── MATERIAL FOR THIS TASK
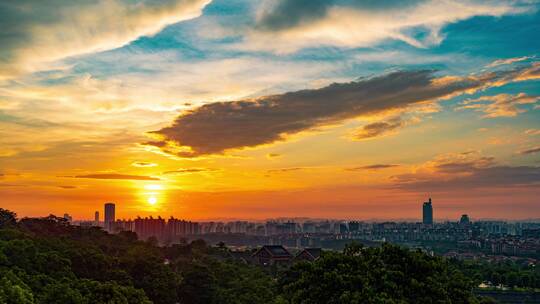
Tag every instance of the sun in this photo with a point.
(152, 200)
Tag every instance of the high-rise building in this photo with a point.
(427, 213)
(68, 217)
(109, 216)
(464, 220)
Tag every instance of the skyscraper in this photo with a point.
(464, 220)
(427, 213)
(109, 216)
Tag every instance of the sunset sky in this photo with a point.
(244, 109)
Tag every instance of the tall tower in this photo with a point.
(427, 213)
(109, 216)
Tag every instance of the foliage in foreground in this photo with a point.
(49, 261)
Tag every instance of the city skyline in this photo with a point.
(422, 218)
(218, 109)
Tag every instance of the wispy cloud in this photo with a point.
(502, 105)
(283, 170)
(37, 33)
(466, 171)
(143, 164)
(507, 61)
(190, 171)
(116, 176)
(293, 24)
(530, 151)
(378, 129)
(532, 132)
(373, 167)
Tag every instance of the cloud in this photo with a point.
(532, 132)
(36, 33)
(143, 164)
(273, 155)
(291, 24)
(466, 171)
(217, 127)
(502, 105)
(507, 61)
(190, 170)
(117, 176)
(373, 167)
(378, 129)
(530, 151)
(67, 187)
(282, 170)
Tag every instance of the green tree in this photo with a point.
(14, 291)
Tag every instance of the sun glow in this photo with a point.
(152, 200)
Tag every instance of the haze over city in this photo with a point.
(252, 110)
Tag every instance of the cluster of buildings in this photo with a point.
(486, 237)
(171, 230)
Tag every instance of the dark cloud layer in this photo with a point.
(117, 176)
(217, 127)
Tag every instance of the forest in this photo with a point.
(47, 260)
────
TASK TO CARRY OUT:
Rewrite all of the entries above, changing "photo" to "image" wherever it occurs and leaving everything else as it is. Omit the pictures from your answer.

EXERCISE OUTPUT:
Tag every instance of the sun in this image with a point.
(152, 200)
Tag every instance of the high-rise building in this image with a point.
(427, 213)
(68, 217)
(109, 216)
(464, 220)
Tag every instance of the skyscraper in this image with a point.
(464, 220)
(427, 213)
(109, 216)
Tag every instance of the sunset sky in this image with a point.
(244, 109)
Tag every instance of the tall tower in this image with a point.
(427, 213)
(109, 216)
Tag every instance of the foliage in foreground in this image with a point.
(49, 261)
Tag every instance of the city skyline in this image with a point.
(422, 218)
(218, 109)
Tag every instance of the wispy cloud in this image with a point.
(502, 105)
(283, 170)
(37, 33)
(466, 171)
(143, 164)
(507, 61)
(190, 171)
(116, 176)
(293, 24)
(530, 151)
(378, 129)
(532, 132)
(373, 167)
Tag every instance of the cloud in this image with a point.
(532, 132)
(36, 33)
(143, 164)
(273, 155)
(291, 24)
(466, 171)
(217, 127)
(502, 105)
(507, 61)
(190, 170)
(117, 176)
(373, 167)
(378, 129)
(530, 151)
(67, 187)
(282, 170)
Tag every instance of the green tree in this image with a point.
(14, 291)
Tag every instance of the sun glow in this image with a point.
(152, 200)
Tag every instance of the haze over city in this image with a point.
(252, 110)
Tag every instance of the cluster of buildings in this image with a point.
(486, 237)
(171, 230)
Tag every instance of the dark cloud layer in this image with a point.
(117, 176)
(217, 127)
Tag every instance of the forest in this image with a point.
(47, 260)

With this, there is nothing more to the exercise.